Rewrite the lines from the one containing "Target: black glove" through the end of the records, replacing "Target" with "Label" and changing nothing else. Leave the pictures out of your answer.

## START

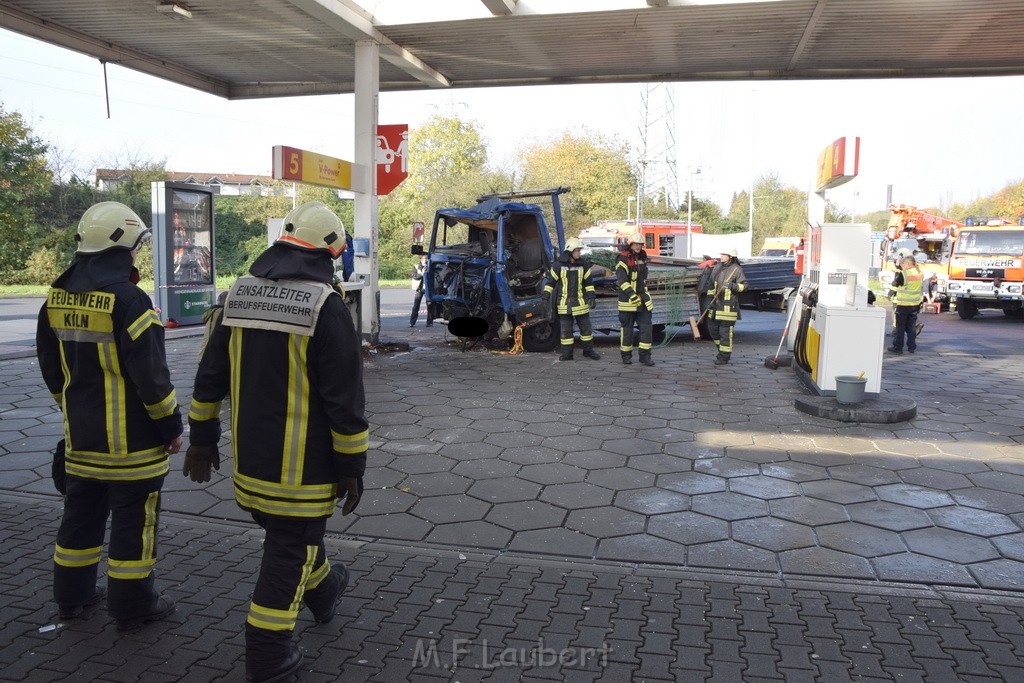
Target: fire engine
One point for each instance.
(985, 269)
(929, 238)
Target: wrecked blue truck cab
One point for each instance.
(491, 263)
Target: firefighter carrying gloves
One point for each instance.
(572, 295)
(635, 304)
(287, 353)
(100, 348)
(909, 295)
(727, 282)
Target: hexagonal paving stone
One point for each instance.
(470, 535)
(863, 474)
(973, 521)
(860, 540)
(642, 548)
(659, 463)
(422, 464)
(728, 506)
(552, 473)
(889, 515)
(621, 478)
(688, 527)
(439, 483)
(731, 555)
(449, 509)
(808, 510)
(691, 483)
(764, 487)
(773, 534)
(505, 489)
(385, 502)
(605, 522)
(919, 568)
(948, 545)
(489, 468)
(577, 496)
(632, 446)
(526, 515)
(825, 562)
(652, 501)
(838, 492)
(915, 497)
(726, 467)
(531, 455)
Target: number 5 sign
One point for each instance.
(391, 157)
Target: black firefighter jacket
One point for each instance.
(287, 354)
(100, 348)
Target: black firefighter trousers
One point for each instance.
(133, 508)
(293, 567)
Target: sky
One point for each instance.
(935, 140)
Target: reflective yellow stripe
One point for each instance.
(118, 474)
(275, 489)
(350, 443)
(201, 412)
(142, 324)
(271, 620)
(163, 409)
(130, 568)
(69, 557)
(114, 387)
(284, 508)
(296, 414)
(318, 574)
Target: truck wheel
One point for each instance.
(540, 338)
(967, 309)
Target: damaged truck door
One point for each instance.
(491, 263)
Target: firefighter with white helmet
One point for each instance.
(635, 305)
(571, 289)
(100, 349)
(727, 281)
(287, 350)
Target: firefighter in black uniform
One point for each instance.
(572, 292)
(635, 305)
(287, 353)
(100, 348)
(727, 281)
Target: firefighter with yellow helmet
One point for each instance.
(100, 349)
(286, 351)
(571, 289)
(727, 281)
(635, 305)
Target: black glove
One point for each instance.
(198, 462)
(351, 489)
(57, 472)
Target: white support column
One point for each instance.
(367, 221)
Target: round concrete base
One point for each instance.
(886, 411)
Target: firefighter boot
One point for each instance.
(323, 599)
(270, 655)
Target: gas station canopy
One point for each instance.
(267, 48)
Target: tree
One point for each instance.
(25, 181)
(594, 167)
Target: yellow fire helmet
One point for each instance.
(315, 227)
(110, 225)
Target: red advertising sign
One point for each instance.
(391, 157)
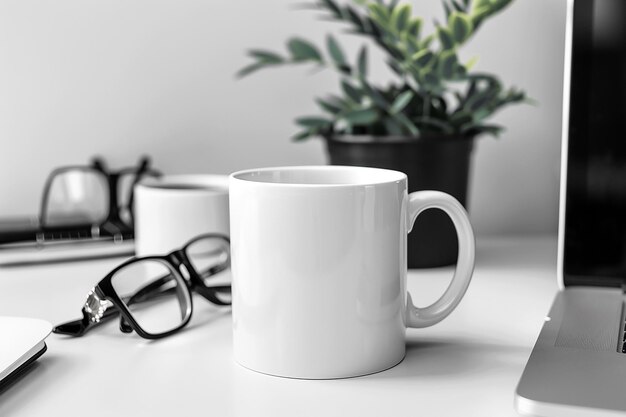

## END

Answer to this problem
Label: black glove
One point for each instance.
(198, 462)
(351, 489)
(57, 472)
Label: white support column
One point for each instance.
(367, 221)
Label: round concrete base
One point for each instance.
(886, 411)
Label: firefighter boot
One point for each instance.
(323, 599)
(270, 655)
Label: gas station canopy
One point for each instance.
(267, 48)
Label: tree
One point for each instance.
(25, 181)
(594, 167)
Label: yellow fire helmet
One point for each instance.
(315, 227)
(110, 225)
Label: red advertising sign
One point for each instance.
(391, 157)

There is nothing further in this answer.